■ What you need to do
When the line containing "Target: paving stone" appears in the data below, begin copying there and stop only after the line containing "point(577, 593)".

■ Data provided

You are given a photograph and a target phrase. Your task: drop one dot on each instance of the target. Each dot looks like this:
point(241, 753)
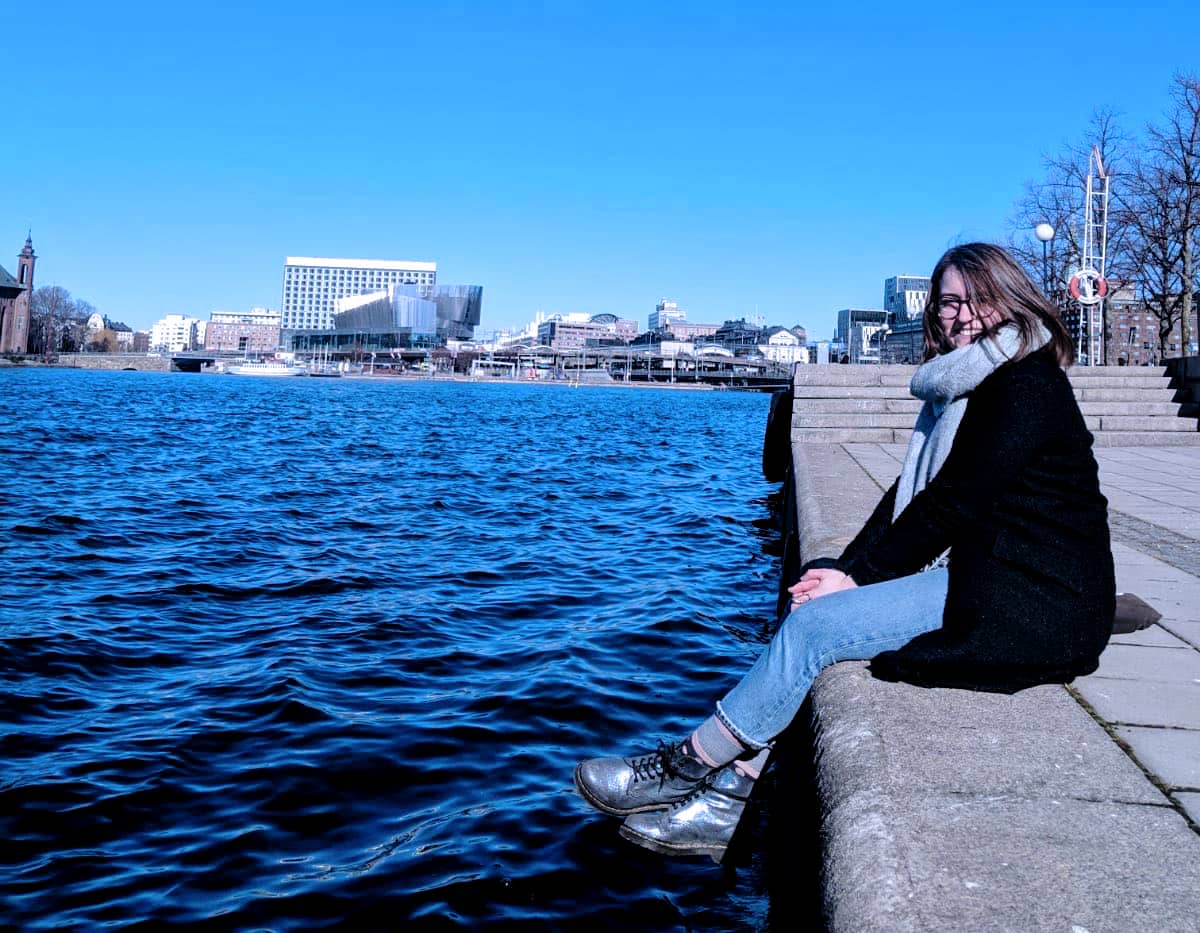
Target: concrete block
...
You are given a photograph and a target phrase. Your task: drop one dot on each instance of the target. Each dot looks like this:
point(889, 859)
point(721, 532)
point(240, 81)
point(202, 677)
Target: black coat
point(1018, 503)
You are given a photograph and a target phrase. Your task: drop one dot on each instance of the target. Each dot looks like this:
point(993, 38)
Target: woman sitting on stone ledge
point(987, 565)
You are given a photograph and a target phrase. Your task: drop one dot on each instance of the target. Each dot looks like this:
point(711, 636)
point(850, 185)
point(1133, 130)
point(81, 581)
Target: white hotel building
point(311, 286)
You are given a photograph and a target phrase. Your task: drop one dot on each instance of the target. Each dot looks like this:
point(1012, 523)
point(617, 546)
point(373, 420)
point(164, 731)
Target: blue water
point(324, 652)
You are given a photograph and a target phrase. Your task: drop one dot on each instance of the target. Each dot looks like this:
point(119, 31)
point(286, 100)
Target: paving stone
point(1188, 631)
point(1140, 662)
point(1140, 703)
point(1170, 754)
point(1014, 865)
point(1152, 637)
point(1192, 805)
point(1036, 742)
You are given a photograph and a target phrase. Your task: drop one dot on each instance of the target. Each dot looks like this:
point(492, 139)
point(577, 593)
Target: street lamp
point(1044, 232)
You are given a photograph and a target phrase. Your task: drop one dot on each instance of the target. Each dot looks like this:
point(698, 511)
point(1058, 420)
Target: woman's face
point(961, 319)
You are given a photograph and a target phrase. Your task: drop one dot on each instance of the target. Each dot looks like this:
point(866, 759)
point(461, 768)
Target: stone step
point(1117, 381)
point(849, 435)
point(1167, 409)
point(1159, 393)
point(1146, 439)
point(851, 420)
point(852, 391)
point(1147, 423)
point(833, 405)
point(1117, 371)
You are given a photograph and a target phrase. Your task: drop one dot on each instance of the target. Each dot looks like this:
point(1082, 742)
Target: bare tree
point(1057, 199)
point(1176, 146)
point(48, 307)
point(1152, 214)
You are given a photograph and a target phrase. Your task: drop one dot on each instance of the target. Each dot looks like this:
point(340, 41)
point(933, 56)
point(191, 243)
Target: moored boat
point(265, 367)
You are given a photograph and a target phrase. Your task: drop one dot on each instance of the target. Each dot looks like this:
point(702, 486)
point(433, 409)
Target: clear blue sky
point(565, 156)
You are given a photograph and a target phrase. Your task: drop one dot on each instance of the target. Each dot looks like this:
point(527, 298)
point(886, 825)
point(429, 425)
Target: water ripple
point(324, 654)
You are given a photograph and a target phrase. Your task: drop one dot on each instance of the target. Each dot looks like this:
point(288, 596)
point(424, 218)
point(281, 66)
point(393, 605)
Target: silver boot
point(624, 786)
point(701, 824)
--
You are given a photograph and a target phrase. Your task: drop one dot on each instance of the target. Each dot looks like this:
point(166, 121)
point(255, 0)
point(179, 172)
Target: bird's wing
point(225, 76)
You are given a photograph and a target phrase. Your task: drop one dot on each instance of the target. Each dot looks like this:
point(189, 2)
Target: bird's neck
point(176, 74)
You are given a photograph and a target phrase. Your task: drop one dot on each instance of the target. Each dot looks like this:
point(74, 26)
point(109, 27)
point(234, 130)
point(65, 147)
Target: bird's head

■ Response
Target: paving stone
point(1188, 631)
point(1140, 662)
point(1140, 703)
point(1170, 754)
point(1014, 865)
point(1152, 637)
point(1192, 805)
point(1036, 742)
You are given a photograph and a target phrase. Your task: drop one dot on each instance of the target. Each dot looks like this:
point(492, 139)
point(577, 593)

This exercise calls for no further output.